**Herausforderung A:** Übertrage diesen Satz aus dem Text über Charles Dickens ins Englische: „In den 30er und 40er Jahren eroberten die skurrilen Figuren der Dickens-Romane die Leinwand.“

**Vorliegender Text:**
______

Sein Land möge ihn durch seine veröffentlichten Werke in Erinnerung behalten, schrieb Dickens in seinem Testament. Aber sein Ruhm verblasste. Der moderne Roman mit seinen inneren Monologen löste den bürgerlich-realistischen Sittenroman ab. Doch um 1940 wendete sich das Blatt. Der Film hatte "Oliver Twist" schon 1922 entdeckt. In den 30er und 40er Jahren eroberten die skurrilen Figuren der Dickens-Romane die Leinwand. Mehr als 300 Filmadaptionen seiner Werke sind es bis heute. Oscar-Preisträger Alec Guinness wurde in den Rollen des Fagin und Scrooge zum Dickens-Vorkämpfer. 2005 verfilmte Roman Polanski den "Oliver Twist" erneut - und bewies, dass Charles Dickens lebt.

______

**Bereitgestellte Daten:**
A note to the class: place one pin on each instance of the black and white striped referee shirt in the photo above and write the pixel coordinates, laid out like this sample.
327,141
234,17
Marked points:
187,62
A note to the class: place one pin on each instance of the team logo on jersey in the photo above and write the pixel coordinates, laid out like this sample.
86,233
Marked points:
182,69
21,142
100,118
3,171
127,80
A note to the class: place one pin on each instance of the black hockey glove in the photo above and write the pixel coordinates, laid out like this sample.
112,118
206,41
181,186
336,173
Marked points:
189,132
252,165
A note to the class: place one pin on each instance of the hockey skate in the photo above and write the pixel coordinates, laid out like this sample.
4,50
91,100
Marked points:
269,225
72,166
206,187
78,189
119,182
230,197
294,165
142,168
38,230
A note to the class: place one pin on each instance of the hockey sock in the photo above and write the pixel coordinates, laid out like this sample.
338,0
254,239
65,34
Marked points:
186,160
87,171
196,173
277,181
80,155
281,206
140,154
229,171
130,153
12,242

______

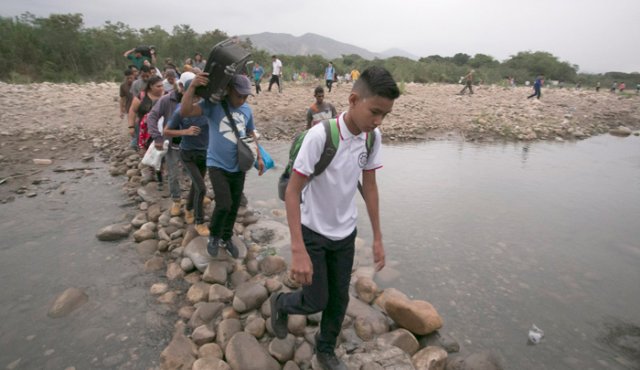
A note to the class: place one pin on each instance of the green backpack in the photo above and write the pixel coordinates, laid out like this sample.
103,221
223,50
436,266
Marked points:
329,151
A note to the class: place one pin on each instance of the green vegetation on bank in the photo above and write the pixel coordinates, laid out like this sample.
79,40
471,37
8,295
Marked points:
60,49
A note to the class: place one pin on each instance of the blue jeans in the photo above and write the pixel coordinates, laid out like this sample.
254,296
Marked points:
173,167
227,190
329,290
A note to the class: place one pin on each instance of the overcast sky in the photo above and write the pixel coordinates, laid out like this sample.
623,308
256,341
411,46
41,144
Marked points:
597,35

______

**Herausforderung B:** Sammle aus den Zeilen oben jede, in der das Wort „black“ vorkommt, und gib sie unverändert wieder.

**Lösung A:** In the 1930s and 1940s, the quirky characters of Dickens's novels conquered the screen.

**Lösung B:**
A note to the class: place one pin on each instance of the black and white striped referee shirt in the photo above and write the pixel coordinates, laid out like this sample.
A note to the class: place one pin on each instance of the black hockey glove in the photo above and write the pixel coordinates, laid out like this sample.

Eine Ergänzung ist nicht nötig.